## Task description
Would you copy out each line of the records below that includes the word "cave"?
[Materials provided — start]
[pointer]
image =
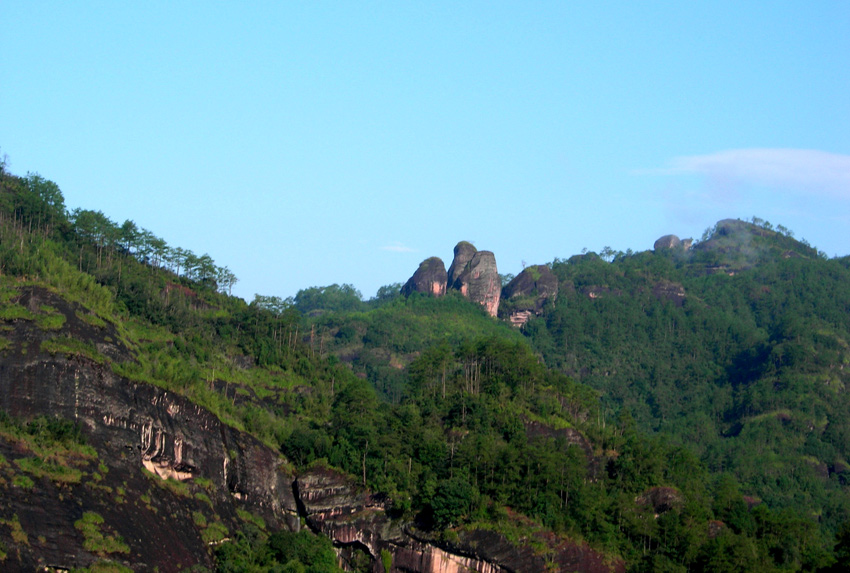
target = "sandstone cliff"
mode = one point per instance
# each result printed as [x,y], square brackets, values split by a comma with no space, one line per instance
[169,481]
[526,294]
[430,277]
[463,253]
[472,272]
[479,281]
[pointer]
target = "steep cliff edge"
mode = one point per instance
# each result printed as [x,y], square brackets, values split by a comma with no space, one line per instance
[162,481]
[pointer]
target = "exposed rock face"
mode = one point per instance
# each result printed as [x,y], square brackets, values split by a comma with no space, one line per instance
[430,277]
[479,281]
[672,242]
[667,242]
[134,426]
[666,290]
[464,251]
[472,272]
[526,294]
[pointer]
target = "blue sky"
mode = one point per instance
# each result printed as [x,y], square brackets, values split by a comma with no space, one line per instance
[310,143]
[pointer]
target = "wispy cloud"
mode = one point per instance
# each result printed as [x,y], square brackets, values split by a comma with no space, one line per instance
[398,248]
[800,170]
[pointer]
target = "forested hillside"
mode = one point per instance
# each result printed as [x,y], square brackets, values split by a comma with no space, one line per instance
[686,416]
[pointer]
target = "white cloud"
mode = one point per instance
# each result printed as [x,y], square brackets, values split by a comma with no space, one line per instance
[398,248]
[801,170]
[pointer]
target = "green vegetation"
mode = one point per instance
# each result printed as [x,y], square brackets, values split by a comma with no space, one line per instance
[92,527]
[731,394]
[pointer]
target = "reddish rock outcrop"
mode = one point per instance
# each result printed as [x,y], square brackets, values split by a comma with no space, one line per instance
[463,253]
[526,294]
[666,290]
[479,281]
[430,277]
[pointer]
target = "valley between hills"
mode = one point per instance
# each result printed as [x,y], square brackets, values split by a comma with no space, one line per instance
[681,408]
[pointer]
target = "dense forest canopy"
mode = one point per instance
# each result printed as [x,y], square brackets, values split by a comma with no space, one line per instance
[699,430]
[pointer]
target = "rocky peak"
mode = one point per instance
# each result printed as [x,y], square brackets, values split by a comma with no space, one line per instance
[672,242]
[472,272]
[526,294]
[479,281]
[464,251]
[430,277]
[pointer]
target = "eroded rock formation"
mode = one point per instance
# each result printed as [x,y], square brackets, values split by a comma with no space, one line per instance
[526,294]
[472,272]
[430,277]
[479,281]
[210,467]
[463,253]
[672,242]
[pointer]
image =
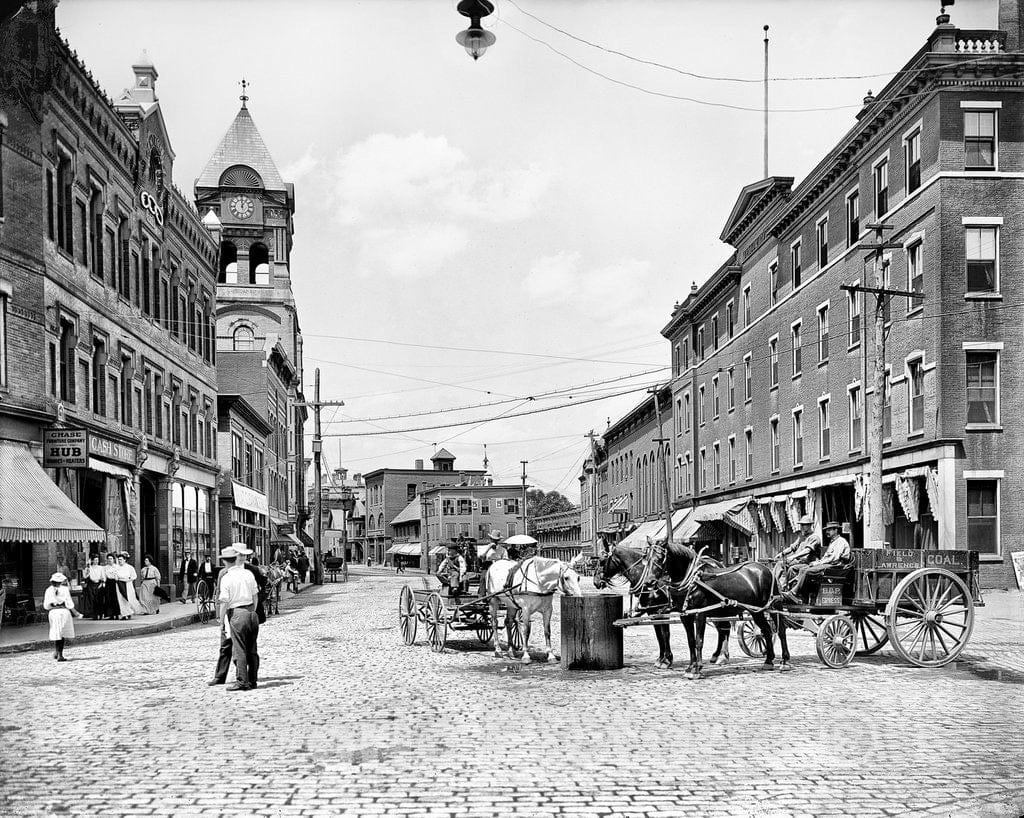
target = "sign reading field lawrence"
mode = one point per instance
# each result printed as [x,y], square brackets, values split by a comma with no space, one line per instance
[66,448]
[Materials provided — finish]
[Materials provided — start]
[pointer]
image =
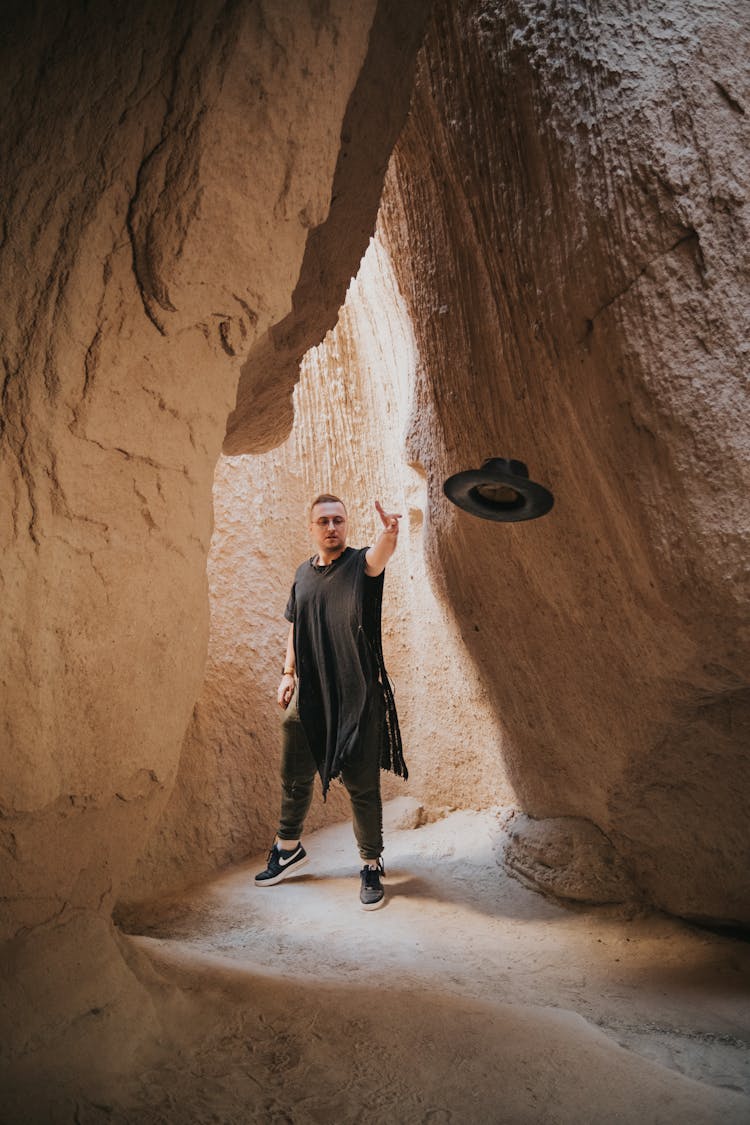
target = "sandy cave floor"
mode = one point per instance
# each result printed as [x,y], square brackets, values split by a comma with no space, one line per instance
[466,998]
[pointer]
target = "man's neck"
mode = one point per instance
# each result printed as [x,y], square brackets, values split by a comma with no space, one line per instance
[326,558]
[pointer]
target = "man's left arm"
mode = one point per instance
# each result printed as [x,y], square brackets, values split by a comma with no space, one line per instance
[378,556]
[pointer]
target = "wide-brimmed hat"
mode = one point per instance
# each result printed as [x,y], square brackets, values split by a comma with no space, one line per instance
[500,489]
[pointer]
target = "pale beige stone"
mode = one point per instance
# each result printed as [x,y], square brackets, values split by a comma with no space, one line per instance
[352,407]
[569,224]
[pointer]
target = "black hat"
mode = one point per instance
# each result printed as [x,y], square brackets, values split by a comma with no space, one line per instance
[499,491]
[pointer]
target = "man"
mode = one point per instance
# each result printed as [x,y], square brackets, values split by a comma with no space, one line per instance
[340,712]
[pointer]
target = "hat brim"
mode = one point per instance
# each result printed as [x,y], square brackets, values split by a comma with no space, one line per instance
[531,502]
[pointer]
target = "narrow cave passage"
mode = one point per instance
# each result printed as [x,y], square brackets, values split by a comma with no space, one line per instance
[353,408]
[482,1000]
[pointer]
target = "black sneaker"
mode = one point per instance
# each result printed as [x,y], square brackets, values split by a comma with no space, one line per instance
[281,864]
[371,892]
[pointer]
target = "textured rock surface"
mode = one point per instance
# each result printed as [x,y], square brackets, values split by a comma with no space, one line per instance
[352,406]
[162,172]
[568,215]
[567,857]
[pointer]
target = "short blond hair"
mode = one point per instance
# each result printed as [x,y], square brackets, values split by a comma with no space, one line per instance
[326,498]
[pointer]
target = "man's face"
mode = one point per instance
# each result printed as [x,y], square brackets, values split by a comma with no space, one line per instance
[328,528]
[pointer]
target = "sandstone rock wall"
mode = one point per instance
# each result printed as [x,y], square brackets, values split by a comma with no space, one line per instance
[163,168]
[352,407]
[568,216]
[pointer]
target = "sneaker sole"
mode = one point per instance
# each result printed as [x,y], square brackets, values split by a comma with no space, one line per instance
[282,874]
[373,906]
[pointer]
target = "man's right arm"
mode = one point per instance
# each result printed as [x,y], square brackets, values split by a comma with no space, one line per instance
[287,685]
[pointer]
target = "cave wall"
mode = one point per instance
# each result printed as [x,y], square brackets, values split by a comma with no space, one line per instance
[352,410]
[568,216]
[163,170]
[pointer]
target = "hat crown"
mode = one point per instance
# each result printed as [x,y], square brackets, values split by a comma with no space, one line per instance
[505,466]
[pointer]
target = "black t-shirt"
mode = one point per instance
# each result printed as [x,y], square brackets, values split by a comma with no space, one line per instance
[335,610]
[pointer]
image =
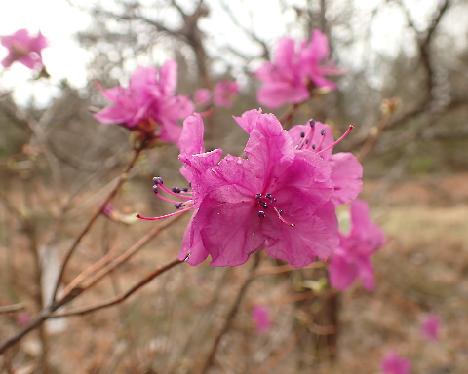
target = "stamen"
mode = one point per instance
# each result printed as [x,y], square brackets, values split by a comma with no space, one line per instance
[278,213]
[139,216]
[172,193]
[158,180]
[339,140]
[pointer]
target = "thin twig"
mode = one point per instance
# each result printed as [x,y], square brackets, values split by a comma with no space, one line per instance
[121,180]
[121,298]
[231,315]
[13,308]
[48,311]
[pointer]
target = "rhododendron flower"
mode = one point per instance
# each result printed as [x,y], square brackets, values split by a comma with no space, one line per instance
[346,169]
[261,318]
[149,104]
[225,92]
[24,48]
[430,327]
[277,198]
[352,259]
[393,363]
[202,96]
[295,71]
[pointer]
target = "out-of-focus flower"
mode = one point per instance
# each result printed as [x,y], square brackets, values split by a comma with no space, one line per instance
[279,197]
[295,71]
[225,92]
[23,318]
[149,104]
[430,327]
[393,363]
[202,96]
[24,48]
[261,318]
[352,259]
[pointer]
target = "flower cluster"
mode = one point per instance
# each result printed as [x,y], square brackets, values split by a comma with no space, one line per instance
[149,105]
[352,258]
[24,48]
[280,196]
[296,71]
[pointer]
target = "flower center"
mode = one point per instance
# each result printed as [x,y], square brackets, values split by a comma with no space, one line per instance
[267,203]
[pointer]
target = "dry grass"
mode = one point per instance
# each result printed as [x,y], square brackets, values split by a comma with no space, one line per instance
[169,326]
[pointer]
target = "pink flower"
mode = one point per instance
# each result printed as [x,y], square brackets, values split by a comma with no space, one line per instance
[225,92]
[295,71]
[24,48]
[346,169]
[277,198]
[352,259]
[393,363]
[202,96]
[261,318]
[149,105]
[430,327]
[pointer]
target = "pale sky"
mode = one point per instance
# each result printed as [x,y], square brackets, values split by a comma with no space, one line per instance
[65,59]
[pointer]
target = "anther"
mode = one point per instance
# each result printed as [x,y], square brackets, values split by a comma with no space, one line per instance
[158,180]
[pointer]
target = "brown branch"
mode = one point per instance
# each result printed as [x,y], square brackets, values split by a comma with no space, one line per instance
[Materials provided — finish]
## Solution to this problem
target = "sandy cave floor"
target = "narrow cave passage"
target = "cave wall"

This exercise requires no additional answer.